#### GIVEN TASK:
Can you copy every one of the records below word for word, leaving the pictures out of your answer?

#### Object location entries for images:
★ ★ ★ ★ ★
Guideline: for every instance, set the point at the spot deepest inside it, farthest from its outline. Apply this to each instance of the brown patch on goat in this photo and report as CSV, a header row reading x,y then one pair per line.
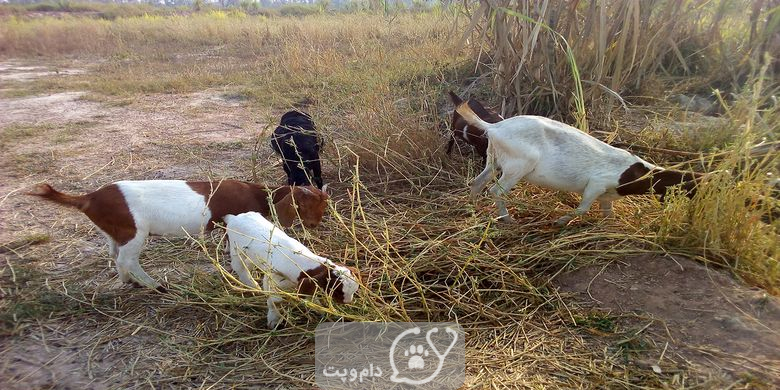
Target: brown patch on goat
x,y
323,278
639,179
232,197
473,135
106,208
307,201
236,197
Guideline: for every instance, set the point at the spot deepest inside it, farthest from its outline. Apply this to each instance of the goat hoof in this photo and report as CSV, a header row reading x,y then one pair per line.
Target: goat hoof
x,y
563,221
275,325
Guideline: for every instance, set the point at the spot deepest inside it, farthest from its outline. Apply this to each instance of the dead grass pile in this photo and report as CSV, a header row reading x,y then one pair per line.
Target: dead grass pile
x,y
561,58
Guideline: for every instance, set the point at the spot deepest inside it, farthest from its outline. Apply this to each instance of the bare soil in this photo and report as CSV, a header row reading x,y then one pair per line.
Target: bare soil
x,y
695,314
78,143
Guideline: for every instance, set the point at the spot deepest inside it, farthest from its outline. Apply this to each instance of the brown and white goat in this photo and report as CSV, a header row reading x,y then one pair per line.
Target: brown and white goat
x,y
472,135
127,212
555,155
286,264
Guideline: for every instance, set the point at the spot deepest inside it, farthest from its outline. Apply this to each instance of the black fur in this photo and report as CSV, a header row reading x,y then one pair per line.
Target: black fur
x,y
297,128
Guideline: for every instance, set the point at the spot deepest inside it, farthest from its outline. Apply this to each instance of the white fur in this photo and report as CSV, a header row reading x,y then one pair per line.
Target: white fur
x,y
160,207
256,242
554,155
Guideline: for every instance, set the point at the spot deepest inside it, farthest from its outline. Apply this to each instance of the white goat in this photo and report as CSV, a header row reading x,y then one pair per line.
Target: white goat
x,y
127,212
555,155
286,264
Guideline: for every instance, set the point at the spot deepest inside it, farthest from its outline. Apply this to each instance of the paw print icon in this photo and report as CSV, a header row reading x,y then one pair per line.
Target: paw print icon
x,y
417,354
416,361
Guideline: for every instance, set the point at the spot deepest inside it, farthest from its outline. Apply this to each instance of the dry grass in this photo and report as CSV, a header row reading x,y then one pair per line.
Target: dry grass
x,y
400,213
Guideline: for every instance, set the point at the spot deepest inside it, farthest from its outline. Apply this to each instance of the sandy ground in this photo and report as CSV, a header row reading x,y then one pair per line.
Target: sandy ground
x,y
77,145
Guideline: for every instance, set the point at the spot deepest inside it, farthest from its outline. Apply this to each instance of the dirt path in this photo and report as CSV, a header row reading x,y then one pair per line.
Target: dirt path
x,y
78,143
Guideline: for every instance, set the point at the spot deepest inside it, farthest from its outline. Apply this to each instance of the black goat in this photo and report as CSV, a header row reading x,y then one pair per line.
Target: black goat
x,y
297,142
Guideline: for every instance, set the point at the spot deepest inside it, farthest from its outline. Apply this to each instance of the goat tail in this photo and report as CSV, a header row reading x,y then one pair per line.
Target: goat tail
x,y
48,192
455,98
471,118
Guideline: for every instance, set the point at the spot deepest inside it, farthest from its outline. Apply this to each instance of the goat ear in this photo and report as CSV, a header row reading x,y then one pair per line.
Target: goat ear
x,y
456,100
285,210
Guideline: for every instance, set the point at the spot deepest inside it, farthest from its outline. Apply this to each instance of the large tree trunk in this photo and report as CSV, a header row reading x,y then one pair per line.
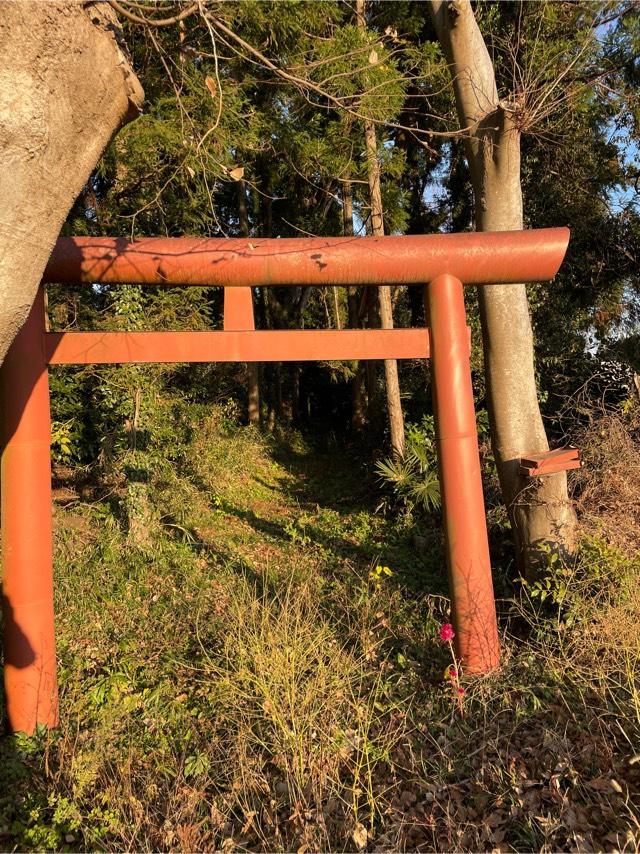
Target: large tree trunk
x,y
253,368
358,402
66,87
541,513
394,406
★ ★ ★ ★ ★
#### RESULT OF THE EXERCISE:
Guideline: for every instance, set the point at the spot deepest inside it, farthest from its outline. Apply this to each instance of the brown patch on goat in this photo and report as CSV, a header row reading x,y then one pair per line.
Target: brown patch on goat
x,y
323,278
639,179
232,197
473,135
106,208
307,201
236,197
Guideline: for every instance, set the point at the spot deepest inside it, farthest from its outline. Apply this to each instance of the goat hoof in this photo and report as CSV, a header row reading x,y then one pair per line.
Target: goat hoof
x,y
563,221
275,325
Guideline: for every instance, set the point at the spot deepest inside it, farthest from its outline. Apply this to each instance of the dead grass pile in this photo and report as CSV, a header row reading x,y then one pair per line.
Target: dead grass pile
x,y
561,58
Guideline: for every instance, set the point at the spot deepest inside it, farthest from its outline. Apply this to each instance of the bare soil in this photo and report as CSV, a header row reading x,y then one pair per line.
Target: bare soil
x,y
695,314
78,143
Guideline: for every instance, set the point at the spot deepest inside it, farthest from its outline. Apply this to each instance of the brown and white goat in this photo and report as CSV, a header row reading x,y then one pair per line.
Target: brown and white goat
x,y
472,135
127,212
555,155
286,264
Guideline: for every instance, set the point at the spot deepest inside it, farthest from its outline. Apply this to each instance of the black fur in this photo and report as CSV, a header row reading x,y then one pair per line.
Target: black fur
x,y
297,128
Guideline: for every instance, set the point at the spot deepest inside it, farthest from its outline. Apply this to each instance of the white fur in this photo and report as CSV, a header row reading x,y then one pair per line.
Target: white fur
x,y
160,207
256,242
554,155
Guideline: for every instance, set the point at the spot deepest inside it, farthest from its outline. Apply this to each instance of the white goat in this photo and report as CSV, a header row reading x,y then one pair per line.
Target: white goat
x,y
127,212
555,155
286,264
Guideline: for every instance, set the point at the spot deepest inside it, farthest from its outline. Apply this to each instance of the paw print icon in this photo and report as CSV, a header row reading x,y then one pair per line.
Target: paw print icon
x,y
417,354
416,361
Guideline: for every instance, set the point at the spot deepest inside it, farthest from its outline. Apply this to each instance of the dry grass in this photo and report as CSV, a header row reading x,y then one pair per line.
Target: dry grass
x,y
400,213
Guideline: for every instance, set the point at the spot deepest inside it, farthest from its outline. Apply this to each instance of the sandy ground in this photo and report as CSV, a header row reading x,y then one pair per line.
Target: sandy ground
x,y
77,145
Guideline: for every instance, set the point at the spot deepest inside it, farthest from its outline. Apply this to each instance of the dirt path in this photo and report as CSV, a header row reading x,y then one pair per line.
Target: dirt path
x,y
78,143
Guideline: for every instance, set the point at the spot deepest inside it, farthest from its outline. Apply this to each instance of the black goat in this photo and report as CSV, a header row reading x,y then one pair per line.
Target: black goat
x,y
297,142
Guideline: for every instance, set the point at the spot deepest inside it, farthest from its outline. Apply this to each instance of the goat tail in this photo and report as CSV, a header row reading x,y then one pair per line.
Target: goat tail
x,y
48,192
455,98
471,118
Guideline: for every instance, set the point at the spot deepest inside it, farthest from its outline. Apply this to each instance of the goat ear in this photo and report as CSV, a header row reading x,y then one pair per line.
Target: goat ear
x,y
456,100
285,210
Guideline: for every instance, set the point at the spot deepest inside it, farthest from its outline. Apply this to each instance of the large tree trunk in this photo and report as CSV, a header row reading x,y then one pair per line.
Target: large tree trunk
x,y
253,368
358,402
66,87
541,513
394,406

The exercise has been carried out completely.